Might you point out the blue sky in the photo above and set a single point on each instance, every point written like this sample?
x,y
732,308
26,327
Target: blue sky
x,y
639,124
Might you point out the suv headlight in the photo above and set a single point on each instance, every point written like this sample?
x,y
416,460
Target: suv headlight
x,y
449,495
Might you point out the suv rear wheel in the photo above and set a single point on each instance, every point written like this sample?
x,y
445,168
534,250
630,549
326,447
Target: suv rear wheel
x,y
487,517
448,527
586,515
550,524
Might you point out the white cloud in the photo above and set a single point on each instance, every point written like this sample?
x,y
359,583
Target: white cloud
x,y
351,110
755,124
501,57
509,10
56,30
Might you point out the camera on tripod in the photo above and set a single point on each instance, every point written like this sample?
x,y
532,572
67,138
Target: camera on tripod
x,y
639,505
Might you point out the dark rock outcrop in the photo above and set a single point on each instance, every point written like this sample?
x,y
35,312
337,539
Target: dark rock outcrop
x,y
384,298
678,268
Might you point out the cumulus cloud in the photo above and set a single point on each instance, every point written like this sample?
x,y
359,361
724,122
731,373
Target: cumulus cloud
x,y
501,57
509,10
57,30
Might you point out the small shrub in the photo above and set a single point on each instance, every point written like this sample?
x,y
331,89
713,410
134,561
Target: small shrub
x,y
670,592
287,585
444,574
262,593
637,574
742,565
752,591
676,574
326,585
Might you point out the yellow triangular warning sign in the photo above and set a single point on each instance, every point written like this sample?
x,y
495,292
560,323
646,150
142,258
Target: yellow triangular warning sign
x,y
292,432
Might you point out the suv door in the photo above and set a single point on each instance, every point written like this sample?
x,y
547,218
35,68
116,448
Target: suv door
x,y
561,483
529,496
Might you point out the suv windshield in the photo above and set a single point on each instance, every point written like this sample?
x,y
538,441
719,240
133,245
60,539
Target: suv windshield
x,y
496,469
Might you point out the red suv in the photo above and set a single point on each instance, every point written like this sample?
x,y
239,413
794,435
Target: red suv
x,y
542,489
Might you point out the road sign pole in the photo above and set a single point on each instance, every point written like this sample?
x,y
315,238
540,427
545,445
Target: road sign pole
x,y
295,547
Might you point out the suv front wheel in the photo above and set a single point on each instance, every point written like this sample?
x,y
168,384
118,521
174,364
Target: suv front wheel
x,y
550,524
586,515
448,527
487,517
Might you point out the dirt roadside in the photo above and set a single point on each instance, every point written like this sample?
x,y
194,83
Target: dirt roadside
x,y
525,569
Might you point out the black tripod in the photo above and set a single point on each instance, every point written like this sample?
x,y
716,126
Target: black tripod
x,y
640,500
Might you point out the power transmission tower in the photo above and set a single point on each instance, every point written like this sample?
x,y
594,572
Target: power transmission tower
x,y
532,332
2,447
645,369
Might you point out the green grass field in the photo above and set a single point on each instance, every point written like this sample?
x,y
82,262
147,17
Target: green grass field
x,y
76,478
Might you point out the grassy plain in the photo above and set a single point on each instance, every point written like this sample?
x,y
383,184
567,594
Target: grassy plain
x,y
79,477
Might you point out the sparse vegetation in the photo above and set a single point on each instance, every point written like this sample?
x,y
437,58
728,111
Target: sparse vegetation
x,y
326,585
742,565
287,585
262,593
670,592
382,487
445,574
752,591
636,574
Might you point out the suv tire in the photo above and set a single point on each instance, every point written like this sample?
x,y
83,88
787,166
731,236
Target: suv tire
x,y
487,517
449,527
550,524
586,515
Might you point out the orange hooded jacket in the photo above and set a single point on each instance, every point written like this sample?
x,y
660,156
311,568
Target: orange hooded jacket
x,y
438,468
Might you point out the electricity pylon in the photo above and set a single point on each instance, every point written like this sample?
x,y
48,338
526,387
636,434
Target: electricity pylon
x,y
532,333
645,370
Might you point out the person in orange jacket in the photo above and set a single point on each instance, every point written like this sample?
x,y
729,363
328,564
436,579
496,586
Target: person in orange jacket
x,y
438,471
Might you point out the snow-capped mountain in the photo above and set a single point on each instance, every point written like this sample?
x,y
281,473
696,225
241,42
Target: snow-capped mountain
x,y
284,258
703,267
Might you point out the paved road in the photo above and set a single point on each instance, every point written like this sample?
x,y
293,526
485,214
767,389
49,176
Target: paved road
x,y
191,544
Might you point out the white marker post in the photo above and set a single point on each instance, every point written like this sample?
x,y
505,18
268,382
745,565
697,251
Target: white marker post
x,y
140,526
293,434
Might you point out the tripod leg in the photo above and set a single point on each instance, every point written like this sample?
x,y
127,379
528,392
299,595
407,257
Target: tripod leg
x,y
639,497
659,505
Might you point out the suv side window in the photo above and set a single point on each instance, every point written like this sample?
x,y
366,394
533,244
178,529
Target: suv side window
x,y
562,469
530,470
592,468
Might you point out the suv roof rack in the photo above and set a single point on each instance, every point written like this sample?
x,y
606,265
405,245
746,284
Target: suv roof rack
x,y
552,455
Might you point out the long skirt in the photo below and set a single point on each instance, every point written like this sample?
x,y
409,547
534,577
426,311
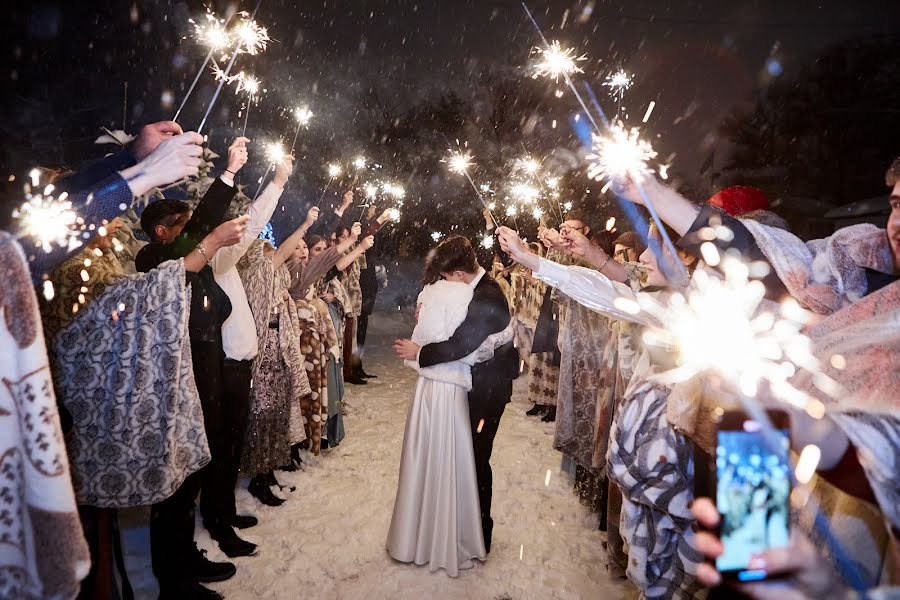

····················

Scale the answer coordinates from the line holding "Might you point out the tripod" through the end of the listing, inclusive: rewrite every line in that span, multiplying each answer coordinate by 1.55 and rounding to the nearest whole number (halves round up), while leaving the sample points unchanged. Leave out the pictures.

Might you point out the tripod leg in the photo above and set a single point on each instance, every point written like this sample?
x,y
127,379
528,392
299,595
407,257
Target: tripod leg
x,y
990,770
1021,783
Might you point out the suv side window in the photo above and set a single point on each instance, every point written like this sample?
x,y
366,394
533,244
178,529
Target: suv side window
x,y
871,727
822,729
918,725
Might you point out the suv roof rack in the photo above and set a single point on each instance, every point written like this sample?
x,y
606,265
405,245
746,284
Target: suv roof rack
x,y
856,705
Might you point out the long skirt in the photo below and set a single point on each instance, every point written like this sample?
x,y
409,547
534,577
426,311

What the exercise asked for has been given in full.